» Records for the exercise
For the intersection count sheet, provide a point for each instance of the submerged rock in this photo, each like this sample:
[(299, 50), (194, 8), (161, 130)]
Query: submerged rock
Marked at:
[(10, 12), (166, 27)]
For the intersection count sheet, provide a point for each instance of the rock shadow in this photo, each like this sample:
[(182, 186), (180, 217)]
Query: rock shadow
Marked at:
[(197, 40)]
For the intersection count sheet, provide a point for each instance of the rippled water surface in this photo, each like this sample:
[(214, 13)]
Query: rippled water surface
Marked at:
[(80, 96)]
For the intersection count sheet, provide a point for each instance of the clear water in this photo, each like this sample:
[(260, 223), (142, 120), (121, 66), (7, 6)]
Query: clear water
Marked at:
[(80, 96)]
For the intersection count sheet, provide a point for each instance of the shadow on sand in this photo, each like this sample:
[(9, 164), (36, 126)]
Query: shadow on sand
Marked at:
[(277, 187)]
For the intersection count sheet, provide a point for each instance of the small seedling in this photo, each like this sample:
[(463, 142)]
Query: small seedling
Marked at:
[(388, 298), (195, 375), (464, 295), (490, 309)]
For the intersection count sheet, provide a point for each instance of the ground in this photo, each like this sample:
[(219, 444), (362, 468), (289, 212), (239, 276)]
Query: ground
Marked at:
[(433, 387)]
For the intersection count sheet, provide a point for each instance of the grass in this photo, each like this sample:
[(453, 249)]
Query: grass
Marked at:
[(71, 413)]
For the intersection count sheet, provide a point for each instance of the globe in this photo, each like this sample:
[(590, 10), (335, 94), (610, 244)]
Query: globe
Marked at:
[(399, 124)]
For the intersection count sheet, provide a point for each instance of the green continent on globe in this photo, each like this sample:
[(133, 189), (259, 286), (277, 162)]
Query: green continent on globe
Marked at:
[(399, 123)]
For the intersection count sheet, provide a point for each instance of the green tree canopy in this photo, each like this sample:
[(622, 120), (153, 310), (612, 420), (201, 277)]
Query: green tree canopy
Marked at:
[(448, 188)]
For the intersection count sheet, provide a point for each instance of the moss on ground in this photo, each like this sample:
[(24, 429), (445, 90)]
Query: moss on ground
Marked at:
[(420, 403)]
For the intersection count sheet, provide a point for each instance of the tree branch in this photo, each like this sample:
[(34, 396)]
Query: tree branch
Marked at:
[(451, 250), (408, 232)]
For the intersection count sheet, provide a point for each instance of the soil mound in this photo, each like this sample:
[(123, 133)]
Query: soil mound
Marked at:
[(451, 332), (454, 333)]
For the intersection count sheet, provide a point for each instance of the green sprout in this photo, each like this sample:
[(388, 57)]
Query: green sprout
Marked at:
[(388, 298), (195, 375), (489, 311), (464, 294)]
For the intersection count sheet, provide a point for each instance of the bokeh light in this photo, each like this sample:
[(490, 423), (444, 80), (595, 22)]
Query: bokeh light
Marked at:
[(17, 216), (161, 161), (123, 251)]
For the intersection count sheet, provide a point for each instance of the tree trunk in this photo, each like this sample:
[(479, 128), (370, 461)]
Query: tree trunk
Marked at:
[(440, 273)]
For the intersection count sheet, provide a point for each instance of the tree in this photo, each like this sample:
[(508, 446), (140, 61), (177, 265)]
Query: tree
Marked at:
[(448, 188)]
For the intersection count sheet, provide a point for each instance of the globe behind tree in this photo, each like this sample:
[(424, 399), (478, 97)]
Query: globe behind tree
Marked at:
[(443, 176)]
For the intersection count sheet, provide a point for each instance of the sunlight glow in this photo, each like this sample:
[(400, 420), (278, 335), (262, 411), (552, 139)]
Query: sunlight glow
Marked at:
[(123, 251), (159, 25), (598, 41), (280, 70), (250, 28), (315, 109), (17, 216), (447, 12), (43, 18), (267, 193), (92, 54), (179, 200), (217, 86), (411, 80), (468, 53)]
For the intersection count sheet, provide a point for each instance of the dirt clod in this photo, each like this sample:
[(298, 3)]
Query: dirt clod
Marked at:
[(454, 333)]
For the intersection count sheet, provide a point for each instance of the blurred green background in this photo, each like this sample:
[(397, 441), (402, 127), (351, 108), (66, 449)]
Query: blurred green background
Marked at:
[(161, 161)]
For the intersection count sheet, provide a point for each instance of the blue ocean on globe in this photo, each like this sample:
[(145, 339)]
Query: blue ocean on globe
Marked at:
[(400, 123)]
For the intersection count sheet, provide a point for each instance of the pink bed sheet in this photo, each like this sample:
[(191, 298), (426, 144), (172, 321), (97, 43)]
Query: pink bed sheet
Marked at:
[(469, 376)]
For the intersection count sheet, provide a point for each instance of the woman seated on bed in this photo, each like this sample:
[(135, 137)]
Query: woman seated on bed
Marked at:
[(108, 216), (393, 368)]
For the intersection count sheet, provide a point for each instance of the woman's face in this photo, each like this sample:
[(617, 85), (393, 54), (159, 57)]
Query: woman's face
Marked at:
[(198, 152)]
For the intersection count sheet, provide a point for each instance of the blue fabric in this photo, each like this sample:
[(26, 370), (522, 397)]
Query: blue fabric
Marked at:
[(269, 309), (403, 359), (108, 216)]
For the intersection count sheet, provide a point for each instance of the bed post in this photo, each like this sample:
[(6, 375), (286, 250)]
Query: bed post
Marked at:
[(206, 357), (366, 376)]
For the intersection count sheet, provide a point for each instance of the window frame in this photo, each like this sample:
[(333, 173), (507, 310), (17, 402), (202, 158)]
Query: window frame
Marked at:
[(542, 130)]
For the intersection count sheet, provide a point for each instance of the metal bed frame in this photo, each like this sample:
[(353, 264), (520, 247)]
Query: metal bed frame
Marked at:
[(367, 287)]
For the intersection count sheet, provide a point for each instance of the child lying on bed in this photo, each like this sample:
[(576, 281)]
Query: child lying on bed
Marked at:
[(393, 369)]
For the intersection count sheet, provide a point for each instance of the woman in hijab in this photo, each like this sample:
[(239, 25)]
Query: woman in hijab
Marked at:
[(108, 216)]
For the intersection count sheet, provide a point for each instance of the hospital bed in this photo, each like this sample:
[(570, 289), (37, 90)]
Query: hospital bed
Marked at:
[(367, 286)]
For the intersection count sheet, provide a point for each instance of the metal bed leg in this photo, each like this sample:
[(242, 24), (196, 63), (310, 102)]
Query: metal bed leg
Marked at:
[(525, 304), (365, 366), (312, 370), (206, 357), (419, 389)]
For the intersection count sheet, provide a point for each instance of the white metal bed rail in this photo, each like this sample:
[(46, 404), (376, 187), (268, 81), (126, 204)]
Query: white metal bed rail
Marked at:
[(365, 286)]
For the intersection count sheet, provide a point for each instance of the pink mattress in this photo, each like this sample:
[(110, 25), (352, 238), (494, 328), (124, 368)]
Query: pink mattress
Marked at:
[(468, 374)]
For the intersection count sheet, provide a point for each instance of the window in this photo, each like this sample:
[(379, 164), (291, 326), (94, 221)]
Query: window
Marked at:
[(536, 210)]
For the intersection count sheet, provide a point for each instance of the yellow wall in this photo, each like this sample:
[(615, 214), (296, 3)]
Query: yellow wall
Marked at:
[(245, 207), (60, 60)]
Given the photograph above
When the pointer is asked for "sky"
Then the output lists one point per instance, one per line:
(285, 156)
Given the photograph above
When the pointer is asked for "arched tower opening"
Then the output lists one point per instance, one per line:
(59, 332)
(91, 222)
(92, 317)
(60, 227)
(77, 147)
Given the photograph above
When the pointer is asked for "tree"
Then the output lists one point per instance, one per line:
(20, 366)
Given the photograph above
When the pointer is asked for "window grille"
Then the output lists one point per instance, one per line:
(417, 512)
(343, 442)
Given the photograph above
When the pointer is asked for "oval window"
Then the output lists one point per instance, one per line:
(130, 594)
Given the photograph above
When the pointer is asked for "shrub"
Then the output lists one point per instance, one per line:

» What you need to do
Lay out the data from the line containing "the window frame" through the line containing "[(525, 304), (365, 366), (312, 370), (206, 357), (419, 389)]" as a numbered list with one line per entry, skipping any blank lines.

» Result
1. For the intersection count sheet, provide a point for each instance of the window frame in this photo, each like this sample:
2. [(333, 173), (507, 310), (17, 402), (202, 158)]
3. Query: window frame
4. Marked at:
5. [(542, 130)]
6. For the intersection count sheet, provide a point for each instance of the metal bed frame in this photo, each like this sample:
7. [(353, 264), (520, 247)]
8. Query: metal bed frame
9. Marked at:
10. [(367, 287)]
11. For the intersection count sheet, provide a point for each instance of the child lying on bed in this photo, each like this sample:
12. [(576, 281)]
13. Query: child lying on bed
14. Marked at:
15. [(393, 369)]
16. For the intersection count sheet, provide a point for each instance of the woman in hijab in this photo, each like this sample:
17. [(239, 25)]
18. Query: woman in hijab
19. Marked at:
20. [(108, 216)]
21. For the intersection count sheet, provide a point for each instance of the hospital bed in this photo, each like this sample:
22. [(570, 289), (37, 90)]
23. Query: hospital bed
24. Marked at:
25. [(367, 286)]
26. For the intersection count sheet, provide a point for each instance of the metal bed leg in this photo, each like this sample:
27. [(242, 24), (196, 63), (310, 102)]
28. Query: metal bed leg
29. Marked at:
30. [(525, 304), (365, 366), (312, 370), (206, 357), (419, 389)]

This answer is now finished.